Exercise goal:
Arrange the lines of the entries below, from the line containing "QA check: does the distant water" through the line containing "[239,109,360,239]", inclusive, as a Markdown table with columns Row and Line. Omit blank lines.

Task input:

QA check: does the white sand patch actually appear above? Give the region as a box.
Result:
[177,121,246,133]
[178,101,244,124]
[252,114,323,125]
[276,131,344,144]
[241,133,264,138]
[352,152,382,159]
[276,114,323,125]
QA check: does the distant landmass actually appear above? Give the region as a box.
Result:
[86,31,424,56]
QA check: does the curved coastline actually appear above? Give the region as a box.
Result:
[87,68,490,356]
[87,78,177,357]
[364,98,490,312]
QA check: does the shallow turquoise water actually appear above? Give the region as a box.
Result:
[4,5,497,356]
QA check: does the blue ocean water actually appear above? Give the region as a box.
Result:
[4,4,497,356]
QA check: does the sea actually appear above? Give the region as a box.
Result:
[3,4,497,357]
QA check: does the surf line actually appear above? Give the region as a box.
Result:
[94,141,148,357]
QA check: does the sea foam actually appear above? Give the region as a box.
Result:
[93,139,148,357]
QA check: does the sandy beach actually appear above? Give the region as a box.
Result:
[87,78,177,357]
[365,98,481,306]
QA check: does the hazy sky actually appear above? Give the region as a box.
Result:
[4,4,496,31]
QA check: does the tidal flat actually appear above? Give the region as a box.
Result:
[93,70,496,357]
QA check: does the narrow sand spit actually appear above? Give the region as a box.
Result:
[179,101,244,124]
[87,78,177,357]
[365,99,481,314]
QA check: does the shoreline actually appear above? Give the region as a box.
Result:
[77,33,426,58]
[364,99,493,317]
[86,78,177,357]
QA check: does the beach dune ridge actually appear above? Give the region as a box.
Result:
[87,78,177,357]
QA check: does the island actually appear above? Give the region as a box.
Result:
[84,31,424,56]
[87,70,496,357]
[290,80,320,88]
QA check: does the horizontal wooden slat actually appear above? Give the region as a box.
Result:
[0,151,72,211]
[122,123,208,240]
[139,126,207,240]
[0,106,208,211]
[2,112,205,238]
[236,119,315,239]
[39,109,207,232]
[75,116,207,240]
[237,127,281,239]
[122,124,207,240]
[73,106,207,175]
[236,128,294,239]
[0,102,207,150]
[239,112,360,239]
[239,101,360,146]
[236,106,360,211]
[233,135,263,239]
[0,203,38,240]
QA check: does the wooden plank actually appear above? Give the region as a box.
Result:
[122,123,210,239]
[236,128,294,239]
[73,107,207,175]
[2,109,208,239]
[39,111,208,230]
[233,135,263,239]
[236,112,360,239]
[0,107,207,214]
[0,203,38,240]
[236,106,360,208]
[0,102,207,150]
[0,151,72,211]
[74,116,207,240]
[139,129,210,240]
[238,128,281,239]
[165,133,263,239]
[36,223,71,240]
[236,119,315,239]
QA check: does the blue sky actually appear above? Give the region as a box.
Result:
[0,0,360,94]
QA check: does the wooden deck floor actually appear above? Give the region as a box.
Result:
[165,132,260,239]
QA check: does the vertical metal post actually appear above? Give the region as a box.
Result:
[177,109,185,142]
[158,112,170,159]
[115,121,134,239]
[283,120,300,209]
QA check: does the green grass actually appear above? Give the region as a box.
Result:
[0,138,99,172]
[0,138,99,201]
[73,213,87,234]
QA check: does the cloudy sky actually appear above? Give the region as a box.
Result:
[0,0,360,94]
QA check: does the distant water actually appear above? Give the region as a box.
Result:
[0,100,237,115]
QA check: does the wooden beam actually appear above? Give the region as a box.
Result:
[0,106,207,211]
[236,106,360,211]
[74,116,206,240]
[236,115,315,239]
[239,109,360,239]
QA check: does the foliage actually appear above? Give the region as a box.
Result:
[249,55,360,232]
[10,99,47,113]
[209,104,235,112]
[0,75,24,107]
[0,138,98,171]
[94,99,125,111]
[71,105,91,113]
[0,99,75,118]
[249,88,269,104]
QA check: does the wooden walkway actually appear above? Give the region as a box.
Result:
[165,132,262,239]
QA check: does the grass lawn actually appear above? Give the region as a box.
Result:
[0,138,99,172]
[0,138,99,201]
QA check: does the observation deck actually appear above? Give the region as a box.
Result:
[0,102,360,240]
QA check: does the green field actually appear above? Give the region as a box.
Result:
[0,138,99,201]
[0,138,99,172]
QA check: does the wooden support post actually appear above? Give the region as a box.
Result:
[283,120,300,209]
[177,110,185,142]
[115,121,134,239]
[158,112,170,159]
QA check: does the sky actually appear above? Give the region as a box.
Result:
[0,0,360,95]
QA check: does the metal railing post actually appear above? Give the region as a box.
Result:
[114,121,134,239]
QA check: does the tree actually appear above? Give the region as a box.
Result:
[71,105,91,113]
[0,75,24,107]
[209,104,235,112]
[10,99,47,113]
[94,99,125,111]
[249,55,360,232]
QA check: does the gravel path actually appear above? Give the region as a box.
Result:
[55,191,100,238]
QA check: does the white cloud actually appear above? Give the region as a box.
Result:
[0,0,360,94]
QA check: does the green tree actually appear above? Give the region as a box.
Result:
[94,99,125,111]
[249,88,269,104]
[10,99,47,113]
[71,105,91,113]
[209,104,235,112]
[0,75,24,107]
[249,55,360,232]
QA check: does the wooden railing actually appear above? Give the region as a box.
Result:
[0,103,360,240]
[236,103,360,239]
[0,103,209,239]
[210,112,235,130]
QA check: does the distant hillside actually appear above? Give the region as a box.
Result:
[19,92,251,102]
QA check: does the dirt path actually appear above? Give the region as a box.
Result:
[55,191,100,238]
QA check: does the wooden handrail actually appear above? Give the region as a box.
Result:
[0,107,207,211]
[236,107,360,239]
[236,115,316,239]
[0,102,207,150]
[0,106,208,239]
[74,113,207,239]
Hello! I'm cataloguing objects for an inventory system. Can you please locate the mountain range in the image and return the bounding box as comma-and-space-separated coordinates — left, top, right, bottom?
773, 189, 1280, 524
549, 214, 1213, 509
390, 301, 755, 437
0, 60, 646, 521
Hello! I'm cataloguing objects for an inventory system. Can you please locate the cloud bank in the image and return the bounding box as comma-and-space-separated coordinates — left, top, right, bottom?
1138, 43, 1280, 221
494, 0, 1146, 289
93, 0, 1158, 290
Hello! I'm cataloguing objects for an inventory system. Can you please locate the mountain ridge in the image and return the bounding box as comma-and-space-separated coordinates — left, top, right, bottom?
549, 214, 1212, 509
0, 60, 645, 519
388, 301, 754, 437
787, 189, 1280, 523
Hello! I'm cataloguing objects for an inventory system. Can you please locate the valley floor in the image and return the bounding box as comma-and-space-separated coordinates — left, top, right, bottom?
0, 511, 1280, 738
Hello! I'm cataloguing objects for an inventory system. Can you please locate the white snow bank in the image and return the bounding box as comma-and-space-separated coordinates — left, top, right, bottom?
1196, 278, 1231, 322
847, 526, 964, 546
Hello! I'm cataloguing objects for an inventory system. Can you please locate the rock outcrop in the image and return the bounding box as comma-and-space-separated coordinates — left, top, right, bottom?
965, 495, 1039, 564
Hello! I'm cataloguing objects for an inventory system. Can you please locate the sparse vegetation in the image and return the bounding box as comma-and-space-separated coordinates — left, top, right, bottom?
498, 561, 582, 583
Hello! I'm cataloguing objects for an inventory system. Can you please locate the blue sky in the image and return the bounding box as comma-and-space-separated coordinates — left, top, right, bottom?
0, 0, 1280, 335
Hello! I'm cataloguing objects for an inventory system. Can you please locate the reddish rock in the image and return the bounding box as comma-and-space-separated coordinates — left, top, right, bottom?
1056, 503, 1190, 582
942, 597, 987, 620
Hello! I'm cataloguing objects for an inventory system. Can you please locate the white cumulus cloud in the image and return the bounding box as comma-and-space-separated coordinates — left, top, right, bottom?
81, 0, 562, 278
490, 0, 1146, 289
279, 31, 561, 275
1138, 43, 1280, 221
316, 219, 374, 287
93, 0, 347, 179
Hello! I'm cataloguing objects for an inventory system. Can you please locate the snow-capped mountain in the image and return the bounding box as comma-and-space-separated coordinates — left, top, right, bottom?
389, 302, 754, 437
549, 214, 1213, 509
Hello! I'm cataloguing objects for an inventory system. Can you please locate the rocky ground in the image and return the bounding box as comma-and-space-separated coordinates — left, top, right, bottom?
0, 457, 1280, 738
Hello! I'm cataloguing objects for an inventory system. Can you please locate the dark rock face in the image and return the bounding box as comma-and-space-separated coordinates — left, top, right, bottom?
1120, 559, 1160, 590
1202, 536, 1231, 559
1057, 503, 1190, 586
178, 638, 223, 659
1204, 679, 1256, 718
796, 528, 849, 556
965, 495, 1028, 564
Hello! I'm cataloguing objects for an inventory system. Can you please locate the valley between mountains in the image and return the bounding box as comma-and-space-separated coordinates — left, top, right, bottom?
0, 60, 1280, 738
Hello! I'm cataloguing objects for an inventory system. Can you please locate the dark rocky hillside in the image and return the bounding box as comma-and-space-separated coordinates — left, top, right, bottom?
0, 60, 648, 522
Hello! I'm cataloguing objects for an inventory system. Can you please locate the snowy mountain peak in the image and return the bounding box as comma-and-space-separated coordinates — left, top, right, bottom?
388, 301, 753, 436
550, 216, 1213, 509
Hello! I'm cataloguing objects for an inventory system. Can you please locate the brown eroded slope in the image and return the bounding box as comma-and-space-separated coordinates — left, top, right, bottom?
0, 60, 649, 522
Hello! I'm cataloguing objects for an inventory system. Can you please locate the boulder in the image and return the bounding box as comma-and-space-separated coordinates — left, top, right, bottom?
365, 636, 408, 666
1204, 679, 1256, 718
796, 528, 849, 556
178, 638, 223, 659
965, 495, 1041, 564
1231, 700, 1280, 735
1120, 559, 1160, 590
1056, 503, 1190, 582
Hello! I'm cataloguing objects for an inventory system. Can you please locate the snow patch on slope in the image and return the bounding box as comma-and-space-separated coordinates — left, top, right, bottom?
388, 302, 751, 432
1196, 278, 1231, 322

Exercise output:
| Row | Line |
|---|---|
| 1 | QA check: does the distant water actually appear above? Give the region as a box. |
| 2 | Result: |
| 3 | [0,100,237,115] |
| 4 | QA check: does the wooden beam actually appear above? Give the region as a box. |
| 5 | Result: |
| 6 | [0,106,207,211] |
| 7 | [236,106,360,211] |
| 8 | [74,116,206,240] |
| 9 | [236,115,315,239] |
| 10 | [239,109,360,239] |